==== Reading text

Monday 20 January 2020

Johnson avoiding scrutiny

With the target requiring hospitals to treat 95% "of A&E arrivals within four hours" not having been met since July 2015, and "performance dropping 10% in the past year alone", it is difficult to see Matt Hancock`s plan to remove it as anything other than "moving goalposts to avoid scrutiny" (Doctors lead outcry at plan to scrap waiting time target, 16/01/20). In fact, the avoidance of having to face embarrassing figures and results is the one clear policy which has emerged from the Johnson/Cummings administration since the election, and as it was the funding and staffing of the NHS which caused the Tories most worries during the election campaign, this target-scrapping is hardly surprising.

========

## Activity list
[1] Say whether each statement agrees with the A&E text. Answer yes or no for each, and quote the words of the text that decide it.
(a) The four-hour A&E target has not been met since July 2015.
(b) A&E performance rose 10% in the past year.
(c) The writer finds the plan to scrap the target surprising.
[2] Sum up the A&E text in two sentences.
The items are separate material and have nothing to do with the A&E text.

==== Dataset content

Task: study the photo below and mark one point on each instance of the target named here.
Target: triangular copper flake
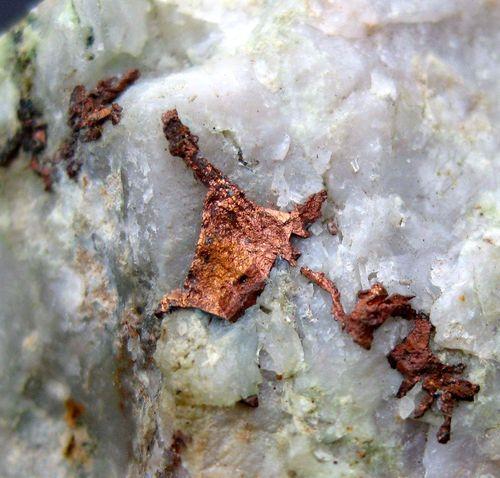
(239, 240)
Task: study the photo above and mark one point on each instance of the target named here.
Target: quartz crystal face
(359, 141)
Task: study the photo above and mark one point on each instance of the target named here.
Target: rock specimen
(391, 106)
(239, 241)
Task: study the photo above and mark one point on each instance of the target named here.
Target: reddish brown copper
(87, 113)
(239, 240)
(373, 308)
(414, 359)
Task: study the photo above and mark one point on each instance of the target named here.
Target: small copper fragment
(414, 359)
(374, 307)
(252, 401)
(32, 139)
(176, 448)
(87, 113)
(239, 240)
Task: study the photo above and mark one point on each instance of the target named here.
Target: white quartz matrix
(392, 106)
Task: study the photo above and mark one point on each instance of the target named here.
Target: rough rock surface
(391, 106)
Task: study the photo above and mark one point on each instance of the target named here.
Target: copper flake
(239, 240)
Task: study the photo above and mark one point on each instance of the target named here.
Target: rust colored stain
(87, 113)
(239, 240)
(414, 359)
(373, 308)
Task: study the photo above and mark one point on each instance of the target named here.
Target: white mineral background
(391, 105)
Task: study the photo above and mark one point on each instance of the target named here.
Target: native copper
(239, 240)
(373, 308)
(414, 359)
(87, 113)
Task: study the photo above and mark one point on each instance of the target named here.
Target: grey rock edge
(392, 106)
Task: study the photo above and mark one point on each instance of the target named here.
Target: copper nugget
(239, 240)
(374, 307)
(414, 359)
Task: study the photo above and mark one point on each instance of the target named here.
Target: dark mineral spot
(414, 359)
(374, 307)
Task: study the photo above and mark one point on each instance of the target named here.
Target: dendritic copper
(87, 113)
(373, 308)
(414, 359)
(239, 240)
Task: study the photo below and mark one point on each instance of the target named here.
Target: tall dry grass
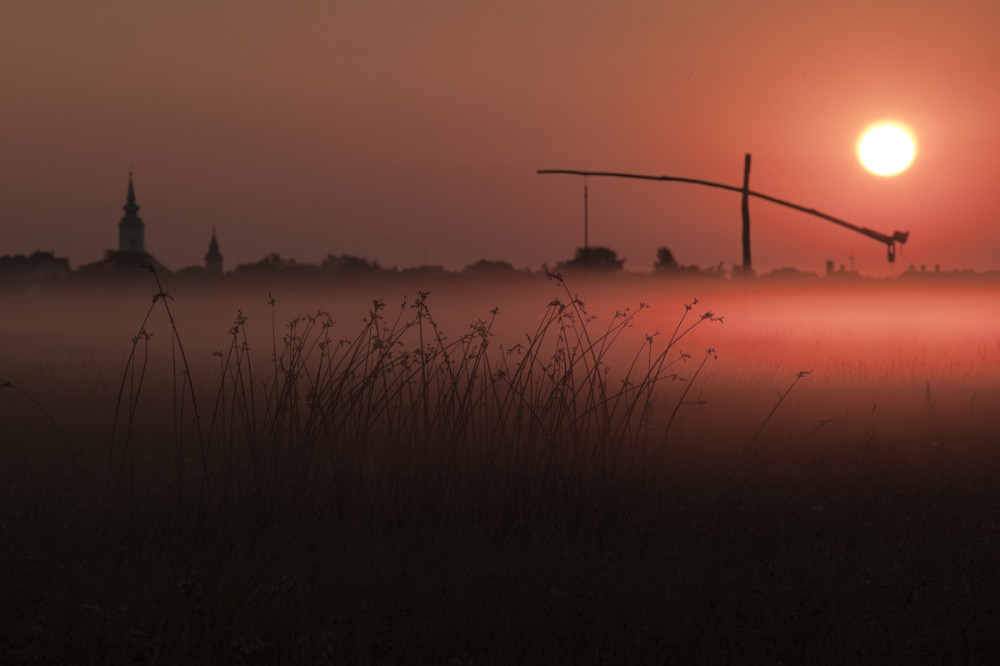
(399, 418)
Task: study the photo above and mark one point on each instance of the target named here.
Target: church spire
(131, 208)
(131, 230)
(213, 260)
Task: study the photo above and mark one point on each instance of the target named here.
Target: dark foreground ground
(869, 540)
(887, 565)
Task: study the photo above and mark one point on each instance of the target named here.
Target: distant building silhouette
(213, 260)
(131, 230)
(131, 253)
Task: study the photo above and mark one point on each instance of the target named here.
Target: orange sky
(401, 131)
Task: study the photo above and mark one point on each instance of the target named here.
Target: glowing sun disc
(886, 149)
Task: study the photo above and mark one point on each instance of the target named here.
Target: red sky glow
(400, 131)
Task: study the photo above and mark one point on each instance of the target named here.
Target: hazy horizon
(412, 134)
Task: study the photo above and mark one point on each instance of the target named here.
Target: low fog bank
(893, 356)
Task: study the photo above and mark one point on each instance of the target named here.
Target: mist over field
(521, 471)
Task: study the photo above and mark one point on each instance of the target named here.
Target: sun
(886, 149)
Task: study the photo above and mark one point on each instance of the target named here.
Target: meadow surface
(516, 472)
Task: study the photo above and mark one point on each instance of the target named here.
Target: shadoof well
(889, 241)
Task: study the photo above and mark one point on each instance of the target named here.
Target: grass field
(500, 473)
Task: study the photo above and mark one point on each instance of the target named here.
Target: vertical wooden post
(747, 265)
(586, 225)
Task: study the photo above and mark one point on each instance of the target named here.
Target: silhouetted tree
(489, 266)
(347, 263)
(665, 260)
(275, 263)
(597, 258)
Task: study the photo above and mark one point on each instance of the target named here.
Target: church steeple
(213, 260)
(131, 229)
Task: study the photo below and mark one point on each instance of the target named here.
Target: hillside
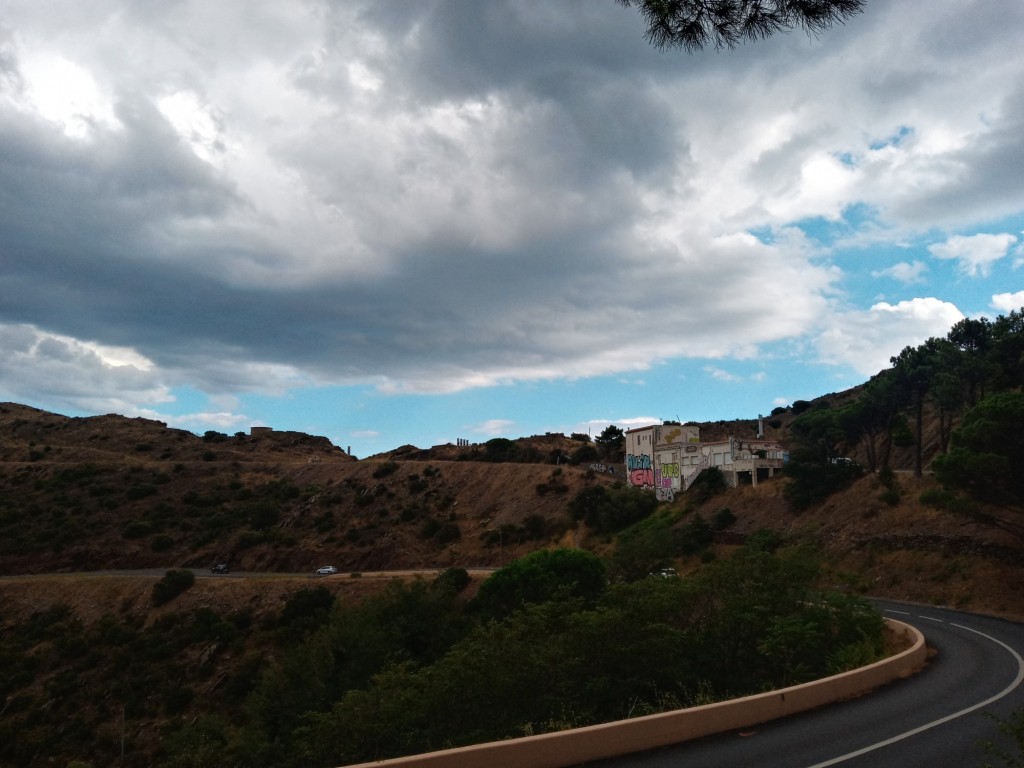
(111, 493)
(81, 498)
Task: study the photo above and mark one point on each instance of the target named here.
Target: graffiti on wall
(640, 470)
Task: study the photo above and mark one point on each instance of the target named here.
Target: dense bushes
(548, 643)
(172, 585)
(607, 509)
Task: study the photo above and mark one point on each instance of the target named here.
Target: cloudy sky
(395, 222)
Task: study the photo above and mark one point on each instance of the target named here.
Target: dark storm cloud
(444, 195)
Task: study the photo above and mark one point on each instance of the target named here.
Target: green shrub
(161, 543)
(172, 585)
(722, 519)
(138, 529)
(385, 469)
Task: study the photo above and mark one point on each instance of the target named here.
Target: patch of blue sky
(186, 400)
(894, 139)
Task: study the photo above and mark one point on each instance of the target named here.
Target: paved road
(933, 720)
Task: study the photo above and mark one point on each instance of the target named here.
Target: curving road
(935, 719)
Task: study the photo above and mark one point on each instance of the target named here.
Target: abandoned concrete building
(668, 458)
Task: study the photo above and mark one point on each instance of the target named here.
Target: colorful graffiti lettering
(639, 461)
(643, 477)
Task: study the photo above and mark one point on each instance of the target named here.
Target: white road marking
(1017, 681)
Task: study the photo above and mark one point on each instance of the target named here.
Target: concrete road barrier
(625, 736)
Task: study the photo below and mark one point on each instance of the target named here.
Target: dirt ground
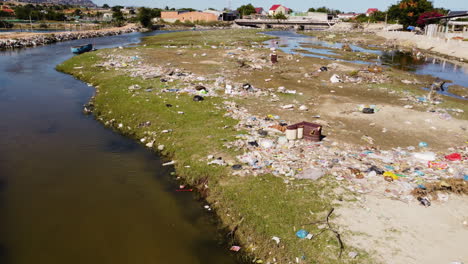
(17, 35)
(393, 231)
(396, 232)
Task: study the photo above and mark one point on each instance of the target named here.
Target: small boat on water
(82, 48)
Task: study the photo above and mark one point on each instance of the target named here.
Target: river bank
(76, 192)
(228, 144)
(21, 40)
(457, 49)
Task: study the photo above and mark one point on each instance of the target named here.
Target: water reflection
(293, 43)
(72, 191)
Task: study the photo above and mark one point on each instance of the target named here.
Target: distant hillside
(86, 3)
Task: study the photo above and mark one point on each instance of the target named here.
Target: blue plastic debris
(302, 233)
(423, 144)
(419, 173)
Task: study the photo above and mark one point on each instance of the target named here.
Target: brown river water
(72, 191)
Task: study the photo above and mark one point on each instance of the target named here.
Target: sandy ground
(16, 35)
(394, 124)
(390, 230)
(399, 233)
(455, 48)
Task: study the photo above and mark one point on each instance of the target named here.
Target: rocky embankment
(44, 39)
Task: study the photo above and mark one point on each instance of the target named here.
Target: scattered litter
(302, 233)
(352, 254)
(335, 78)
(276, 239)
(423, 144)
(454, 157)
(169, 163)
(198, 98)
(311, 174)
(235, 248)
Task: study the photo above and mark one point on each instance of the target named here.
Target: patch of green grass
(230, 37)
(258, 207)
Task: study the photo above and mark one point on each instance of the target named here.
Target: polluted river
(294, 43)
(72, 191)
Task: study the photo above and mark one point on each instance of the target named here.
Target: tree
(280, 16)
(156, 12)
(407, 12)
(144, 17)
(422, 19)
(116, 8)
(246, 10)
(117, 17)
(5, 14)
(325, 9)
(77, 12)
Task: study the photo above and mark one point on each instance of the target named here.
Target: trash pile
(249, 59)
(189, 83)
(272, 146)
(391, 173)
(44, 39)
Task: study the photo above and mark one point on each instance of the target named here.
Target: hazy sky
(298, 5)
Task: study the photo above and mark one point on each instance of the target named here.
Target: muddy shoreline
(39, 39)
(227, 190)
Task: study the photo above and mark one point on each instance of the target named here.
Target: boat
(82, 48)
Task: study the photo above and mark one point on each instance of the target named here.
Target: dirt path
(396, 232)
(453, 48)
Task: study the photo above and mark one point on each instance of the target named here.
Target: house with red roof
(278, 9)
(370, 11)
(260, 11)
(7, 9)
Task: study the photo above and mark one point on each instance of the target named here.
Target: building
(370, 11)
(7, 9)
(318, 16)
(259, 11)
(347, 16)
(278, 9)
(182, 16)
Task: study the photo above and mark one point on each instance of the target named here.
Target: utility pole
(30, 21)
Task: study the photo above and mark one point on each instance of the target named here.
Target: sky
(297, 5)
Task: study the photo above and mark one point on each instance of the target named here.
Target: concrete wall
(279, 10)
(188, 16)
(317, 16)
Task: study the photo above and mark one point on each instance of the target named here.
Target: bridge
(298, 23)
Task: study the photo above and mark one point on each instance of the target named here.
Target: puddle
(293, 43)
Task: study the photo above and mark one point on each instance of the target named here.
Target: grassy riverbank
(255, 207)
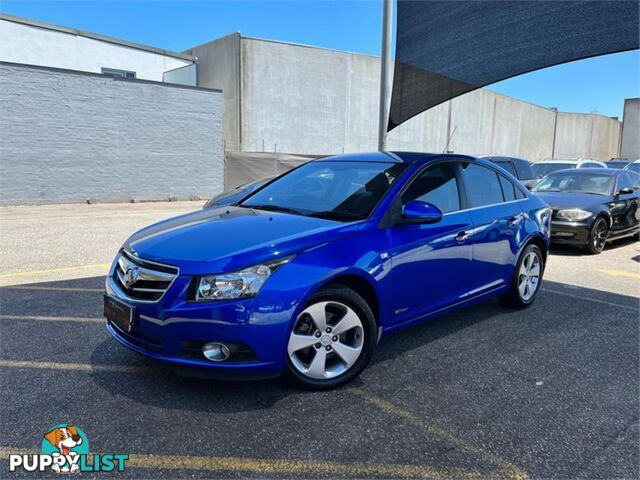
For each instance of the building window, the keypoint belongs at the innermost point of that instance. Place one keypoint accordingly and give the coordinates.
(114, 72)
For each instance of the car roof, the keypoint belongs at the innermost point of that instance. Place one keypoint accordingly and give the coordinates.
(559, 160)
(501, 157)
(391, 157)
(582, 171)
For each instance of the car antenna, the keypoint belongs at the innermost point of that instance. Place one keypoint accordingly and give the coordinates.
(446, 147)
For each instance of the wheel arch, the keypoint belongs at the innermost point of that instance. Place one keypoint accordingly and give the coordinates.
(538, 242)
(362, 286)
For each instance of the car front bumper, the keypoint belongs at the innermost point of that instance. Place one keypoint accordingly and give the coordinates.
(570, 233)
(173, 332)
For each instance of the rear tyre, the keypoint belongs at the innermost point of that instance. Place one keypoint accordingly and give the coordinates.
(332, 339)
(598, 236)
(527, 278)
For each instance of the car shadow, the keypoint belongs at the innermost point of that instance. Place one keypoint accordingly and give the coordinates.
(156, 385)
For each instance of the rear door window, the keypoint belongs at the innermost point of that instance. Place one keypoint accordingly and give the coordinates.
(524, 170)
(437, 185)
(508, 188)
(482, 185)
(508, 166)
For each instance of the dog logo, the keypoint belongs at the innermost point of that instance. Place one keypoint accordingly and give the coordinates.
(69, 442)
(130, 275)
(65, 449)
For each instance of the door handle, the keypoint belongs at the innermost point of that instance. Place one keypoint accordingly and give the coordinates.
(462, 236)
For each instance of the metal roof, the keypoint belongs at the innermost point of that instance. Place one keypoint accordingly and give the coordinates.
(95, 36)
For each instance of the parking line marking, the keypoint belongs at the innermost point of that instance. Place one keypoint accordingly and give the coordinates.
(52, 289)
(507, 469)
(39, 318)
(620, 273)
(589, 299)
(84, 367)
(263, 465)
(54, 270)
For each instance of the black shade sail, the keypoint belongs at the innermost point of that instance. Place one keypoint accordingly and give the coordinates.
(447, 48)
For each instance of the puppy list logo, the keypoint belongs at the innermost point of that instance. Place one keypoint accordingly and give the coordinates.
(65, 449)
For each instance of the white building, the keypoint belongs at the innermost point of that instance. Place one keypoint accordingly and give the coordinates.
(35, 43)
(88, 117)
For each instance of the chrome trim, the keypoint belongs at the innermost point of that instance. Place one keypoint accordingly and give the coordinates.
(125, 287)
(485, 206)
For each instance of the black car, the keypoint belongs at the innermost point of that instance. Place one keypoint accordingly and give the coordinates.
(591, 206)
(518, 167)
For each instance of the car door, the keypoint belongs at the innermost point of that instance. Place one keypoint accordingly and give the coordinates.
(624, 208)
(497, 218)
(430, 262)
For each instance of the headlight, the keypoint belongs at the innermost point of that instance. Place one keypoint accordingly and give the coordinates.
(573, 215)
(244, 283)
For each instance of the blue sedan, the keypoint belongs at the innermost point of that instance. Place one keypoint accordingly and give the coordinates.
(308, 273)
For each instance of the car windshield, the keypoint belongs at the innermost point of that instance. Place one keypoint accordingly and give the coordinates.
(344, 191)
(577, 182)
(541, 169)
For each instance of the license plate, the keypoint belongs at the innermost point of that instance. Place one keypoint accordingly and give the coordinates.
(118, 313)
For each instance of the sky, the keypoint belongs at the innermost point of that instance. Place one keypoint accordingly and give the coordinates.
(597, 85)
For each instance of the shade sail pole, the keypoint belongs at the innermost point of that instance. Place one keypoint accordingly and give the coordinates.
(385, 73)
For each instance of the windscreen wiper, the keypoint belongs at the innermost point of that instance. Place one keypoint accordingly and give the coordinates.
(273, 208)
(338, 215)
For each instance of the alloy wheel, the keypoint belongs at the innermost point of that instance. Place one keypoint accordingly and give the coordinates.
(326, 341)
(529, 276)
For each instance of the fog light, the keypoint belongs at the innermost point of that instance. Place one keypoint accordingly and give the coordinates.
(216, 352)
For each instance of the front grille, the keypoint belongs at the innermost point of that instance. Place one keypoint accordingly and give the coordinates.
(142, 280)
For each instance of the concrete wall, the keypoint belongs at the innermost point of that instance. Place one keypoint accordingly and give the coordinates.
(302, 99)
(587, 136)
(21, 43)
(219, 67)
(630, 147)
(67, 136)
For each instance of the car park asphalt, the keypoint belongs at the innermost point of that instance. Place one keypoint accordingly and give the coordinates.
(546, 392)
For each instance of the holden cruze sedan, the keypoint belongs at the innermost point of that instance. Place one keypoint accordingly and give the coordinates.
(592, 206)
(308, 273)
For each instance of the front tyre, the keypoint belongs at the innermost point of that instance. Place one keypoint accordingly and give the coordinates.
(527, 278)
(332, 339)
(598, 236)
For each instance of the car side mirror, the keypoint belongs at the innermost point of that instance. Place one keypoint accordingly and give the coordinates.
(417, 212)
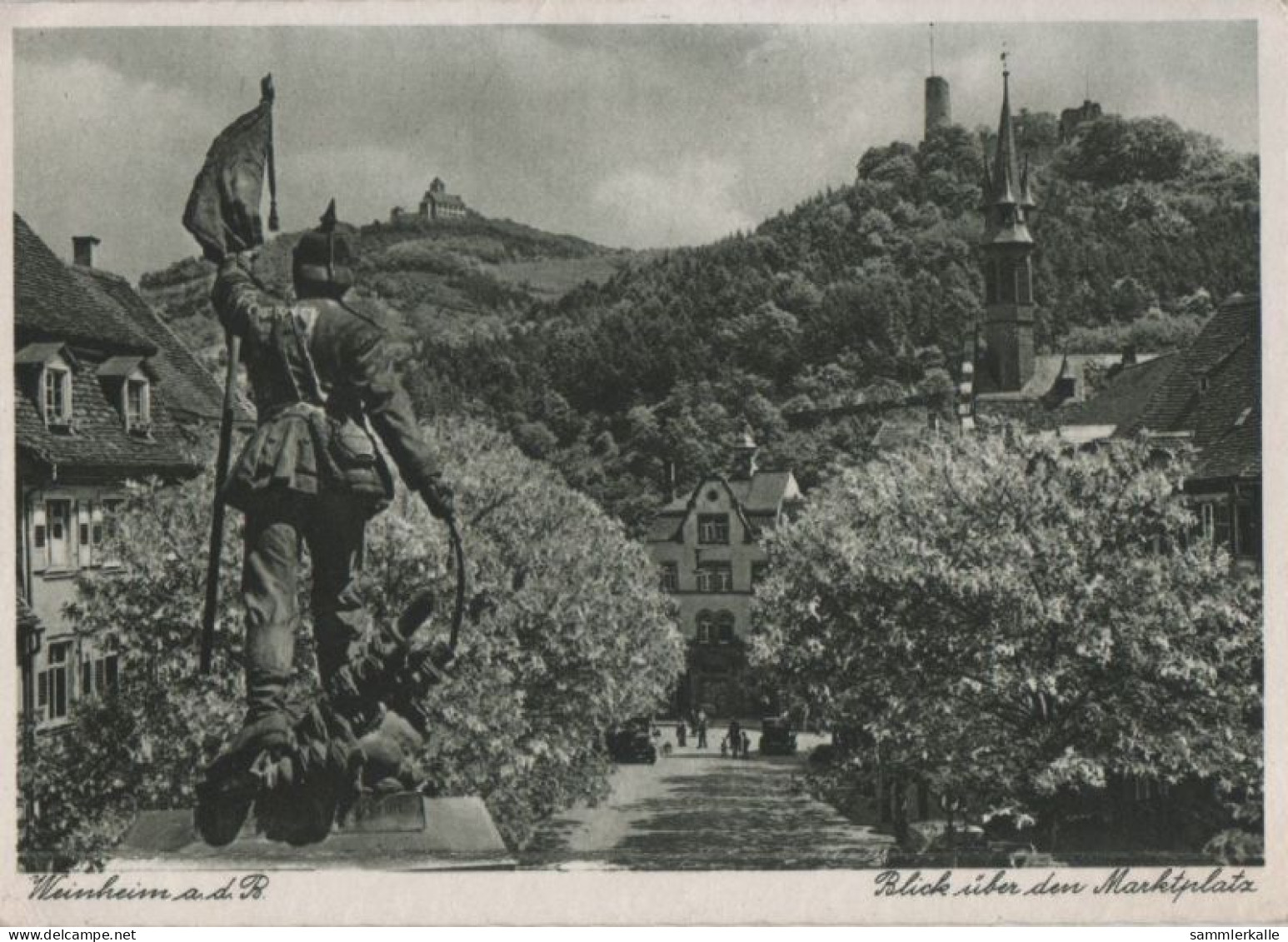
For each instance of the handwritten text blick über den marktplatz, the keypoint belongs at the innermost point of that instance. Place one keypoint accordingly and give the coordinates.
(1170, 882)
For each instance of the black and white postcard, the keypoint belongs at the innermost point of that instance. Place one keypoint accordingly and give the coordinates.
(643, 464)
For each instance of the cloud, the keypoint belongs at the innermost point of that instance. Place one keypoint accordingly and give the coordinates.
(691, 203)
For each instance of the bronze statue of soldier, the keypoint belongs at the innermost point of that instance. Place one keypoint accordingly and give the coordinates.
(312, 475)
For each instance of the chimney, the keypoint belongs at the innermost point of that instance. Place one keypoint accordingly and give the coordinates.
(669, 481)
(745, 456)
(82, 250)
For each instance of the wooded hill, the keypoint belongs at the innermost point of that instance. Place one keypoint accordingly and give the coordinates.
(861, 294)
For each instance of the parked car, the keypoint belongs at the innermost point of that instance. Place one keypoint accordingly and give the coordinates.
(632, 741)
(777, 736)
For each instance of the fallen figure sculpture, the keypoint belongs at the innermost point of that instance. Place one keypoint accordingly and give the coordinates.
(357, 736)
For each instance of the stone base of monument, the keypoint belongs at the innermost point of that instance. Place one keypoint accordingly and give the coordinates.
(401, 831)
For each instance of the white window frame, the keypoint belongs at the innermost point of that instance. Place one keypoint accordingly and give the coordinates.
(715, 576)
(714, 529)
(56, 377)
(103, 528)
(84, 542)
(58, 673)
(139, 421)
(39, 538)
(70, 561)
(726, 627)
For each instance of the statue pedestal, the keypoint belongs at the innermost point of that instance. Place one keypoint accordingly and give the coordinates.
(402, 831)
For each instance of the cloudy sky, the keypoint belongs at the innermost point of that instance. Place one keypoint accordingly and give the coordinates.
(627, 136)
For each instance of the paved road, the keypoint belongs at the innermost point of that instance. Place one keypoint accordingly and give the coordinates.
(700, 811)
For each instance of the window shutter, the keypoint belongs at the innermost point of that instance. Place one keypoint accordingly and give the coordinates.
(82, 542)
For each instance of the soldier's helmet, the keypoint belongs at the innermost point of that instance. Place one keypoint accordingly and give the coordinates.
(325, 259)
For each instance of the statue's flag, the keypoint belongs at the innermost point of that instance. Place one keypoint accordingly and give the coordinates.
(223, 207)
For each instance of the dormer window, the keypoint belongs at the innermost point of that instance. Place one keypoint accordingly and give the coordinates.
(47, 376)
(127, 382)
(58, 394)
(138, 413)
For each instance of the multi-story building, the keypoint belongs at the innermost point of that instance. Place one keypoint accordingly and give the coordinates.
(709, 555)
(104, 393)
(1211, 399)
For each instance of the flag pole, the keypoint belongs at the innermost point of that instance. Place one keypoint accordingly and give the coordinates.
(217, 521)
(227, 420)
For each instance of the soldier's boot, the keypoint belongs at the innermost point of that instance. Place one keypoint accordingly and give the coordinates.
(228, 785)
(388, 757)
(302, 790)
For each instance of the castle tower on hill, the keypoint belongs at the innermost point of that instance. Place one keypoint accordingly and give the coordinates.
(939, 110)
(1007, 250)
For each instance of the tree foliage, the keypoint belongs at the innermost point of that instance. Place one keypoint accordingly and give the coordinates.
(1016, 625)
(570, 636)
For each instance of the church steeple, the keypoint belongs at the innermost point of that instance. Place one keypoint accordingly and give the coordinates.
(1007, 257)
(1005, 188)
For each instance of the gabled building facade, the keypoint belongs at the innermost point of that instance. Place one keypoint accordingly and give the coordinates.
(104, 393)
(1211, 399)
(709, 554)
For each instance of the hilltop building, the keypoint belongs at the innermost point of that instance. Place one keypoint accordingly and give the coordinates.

========

## Responses in order
[1]
(a) Yes: "not having been met since July 2015"
(b) No: "performance dropping 10% in the past year alone"
(c) No: "this target-scrapping is hardly surprising"

[2] The target of treating 95% of A&E arrivals within four hours has not been met since July 2015, and performance has dropped 10% in the past year, so Matt Hancock's plan to remove it looks like moving goalposts to avoid scrutiny. Avoiding embarrassing figures is the one clear policy of the Johnson/Cummings administration since the election, and because NHS funding and staffing worried the Tories most during the campaign, scrapping the target is hardly surprising.